→ **PROBLEM**
Reproduce every one of the entries below word for word, keeping each line unchanged.
** begin RECORDS FOR THE TASK **
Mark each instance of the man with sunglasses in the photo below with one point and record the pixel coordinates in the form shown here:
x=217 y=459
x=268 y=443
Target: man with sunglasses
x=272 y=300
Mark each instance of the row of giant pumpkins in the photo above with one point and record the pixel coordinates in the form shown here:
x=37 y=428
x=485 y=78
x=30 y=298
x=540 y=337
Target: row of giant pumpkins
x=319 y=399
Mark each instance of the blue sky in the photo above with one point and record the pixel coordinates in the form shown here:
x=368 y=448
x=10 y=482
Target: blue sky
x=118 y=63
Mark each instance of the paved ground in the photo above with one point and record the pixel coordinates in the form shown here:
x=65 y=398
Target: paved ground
** end RECORDS FOR THE TASK **
→ **REPLY**
Mark each instance of the man with sunglasses in the photo below with one point and record the pixel coordinates in the form shown here:
x=217 y=459
x=268 y=443
Target: man with sunglasses
x=272 y=300
Mark each instance of the row of giant pumpkins in the photo above with one point and record the pixel coordinates in the form shown here:
x=37 y=428
x=485 y=78
x=30 y=298
x=540 y=337
Target: row of giant pumpkins
x=319 y=399
Mark each instance of the blue sky in the photo above with one point and record the pixel coordinates in the form shown here:
x=368 y=448
x=10 y=482
Target: blue sky
x=118 y=63
Mark each instance of the paved ground in the photo above with one point and record the pixel coordinates in the form shown here:
x=65 y=398
Target: paved ground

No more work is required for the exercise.